→ **Page extract**:
JULY 3, 2026

GOOD MORNING FRANK! Drive safely! Have fun! Drink good beer!

Ford is still here. He is becoming quite the local. He has gone tubing, hiking, visited the Burwell-Morgan grist mill, and The Locke Store. He even went to the Drive-In Theatre in Stephens City. Tonight we are all going to Bev Byrd’s farm to watch the fireworks. For some reason, Clarke County’s fireworks are always on July 3.

“My God!  How little do my countrymen know what precious blessings they are in possession of, and which no other people on earth enjoy!”

–Thomas Jefferson.

I think that Thomas Jefferson’s comments would be spot on today. We are, as a people, so ignorant and unmindful of what blessings we enjoy, and how our government is supposed to function. We are ungrateful for our abundance, impatient and unrealistic in our expectations, and insufficiently serious in our conduct. May we all strive to improve.

The ‘Fourth of July’ is not good enough

I honestly cannot recall hearing anyone in the last few weeks referring to it as Independence Day.

BY:          Kevin Finn, The American Thinker (June 27, 2026).

Every year, as summer heats up, I find myself gently correcting friends and family.  Plans fly back and forth: “What are you doing for the Fourth?”  “Hoping for good weather on the Fourth!”  It’s a small thing, but it irritates me.

This year is worse than ever.  I honestly cannot recall hearing anyone in the last few weeks referring to it as Independence Day.  There have been many ads on television, radio, the internet, and in the newspaper referring to the upcoming holiday, and I haven’t seen one of them referring to it by name.

We don’t wish people a “Merry December 25th” or a “Happy January 1st.”  Yet this holiday, and only this one holiday, is routinely reduced to its calendar date.  That habit matters more than it seems, because it risks dimming the very reason we celebrate.

→ **Study material**:
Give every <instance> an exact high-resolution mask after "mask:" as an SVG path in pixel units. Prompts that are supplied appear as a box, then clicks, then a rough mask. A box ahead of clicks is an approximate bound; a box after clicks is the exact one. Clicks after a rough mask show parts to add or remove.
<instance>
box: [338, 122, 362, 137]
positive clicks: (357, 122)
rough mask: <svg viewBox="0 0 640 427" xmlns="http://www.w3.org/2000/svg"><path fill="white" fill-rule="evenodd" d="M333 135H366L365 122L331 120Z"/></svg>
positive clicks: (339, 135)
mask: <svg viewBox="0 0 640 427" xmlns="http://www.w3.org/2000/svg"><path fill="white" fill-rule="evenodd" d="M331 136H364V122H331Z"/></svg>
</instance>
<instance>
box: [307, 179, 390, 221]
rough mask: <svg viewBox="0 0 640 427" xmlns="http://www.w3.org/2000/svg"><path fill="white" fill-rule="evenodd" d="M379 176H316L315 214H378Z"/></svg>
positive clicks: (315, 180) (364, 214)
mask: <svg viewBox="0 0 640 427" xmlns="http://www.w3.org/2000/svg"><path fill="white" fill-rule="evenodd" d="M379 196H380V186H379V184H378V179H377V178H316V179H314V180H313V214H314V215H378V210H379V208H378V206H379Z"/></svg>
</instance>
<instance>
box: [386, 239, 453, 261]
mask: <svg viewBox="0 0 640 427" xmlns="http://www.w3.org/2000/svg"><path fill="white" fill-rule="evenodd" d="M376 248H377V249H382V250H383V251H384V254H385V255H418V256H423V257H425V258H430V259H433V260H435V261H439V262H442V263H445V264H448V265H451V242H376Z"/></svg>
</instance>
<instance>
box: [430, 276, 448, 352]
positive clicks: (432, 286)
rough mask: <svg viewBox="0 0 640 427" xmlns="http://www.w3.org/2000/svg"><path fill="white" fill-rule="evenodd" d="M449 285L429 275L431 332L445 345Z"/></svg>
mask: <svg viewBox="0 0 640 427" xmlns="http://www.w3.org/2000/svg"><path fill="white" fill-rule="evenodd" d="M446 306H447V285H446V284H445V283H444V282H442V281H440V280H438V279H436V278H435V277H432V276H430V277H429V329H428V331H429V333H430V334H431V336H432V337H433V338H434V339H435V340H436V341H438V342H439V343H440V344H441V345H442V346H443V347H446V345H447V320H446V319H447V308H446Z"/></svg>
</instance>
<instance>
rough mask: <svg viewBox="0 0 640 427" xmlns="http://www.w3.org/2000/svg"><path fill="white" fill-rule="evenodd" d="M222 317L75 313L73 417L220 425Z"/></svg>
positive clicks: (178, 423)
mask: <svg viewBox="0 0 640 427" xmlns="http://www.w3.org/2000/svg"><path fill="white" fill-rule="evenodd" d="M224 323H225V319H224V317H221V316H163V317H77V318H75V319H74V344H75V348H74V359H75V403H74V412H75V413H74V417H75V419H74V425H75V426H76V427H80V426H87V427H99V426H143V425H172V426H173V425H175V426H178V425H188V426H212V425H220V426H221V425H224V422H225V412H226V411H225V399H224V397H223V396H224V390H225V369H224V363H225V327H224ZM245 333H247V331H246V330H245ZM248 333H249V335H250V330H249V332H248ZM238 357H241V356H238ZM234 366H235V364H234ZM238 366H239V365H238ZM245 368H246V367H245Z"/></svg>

→ **Task instructions**:
a - In the July 3 entry, shorten the paragraph that begins "Ford is still here." into a brief bulleted list that keeps its main facts.
b - From the July 3 entry, reproduce word for word the passage starting at "We don’t wish" and ending at "reason we celebrate.".

→ **Task-by-task outputs**:
a -
- Ford is still visiting and is becoming quite the local.
- He has gone tubing and hiking.
- He visited the Burwell-Morgan grist mill and The Locke Store.
- He went to the Drive-In Theatre in Stephens City.
- Tonight everyone is going to Bev Byrd's farm to watch the fireworks.
- Clarke County's fireworks are always on July 3.

b -
We don’t wish people a “Merry December 25th” or a “Happy January 1st.”  Yet this holiday, and only this one holiday, is routinely reduced to its calendar date.  That habit matters more than it seems, because it risks dimming the very reason we celebrate.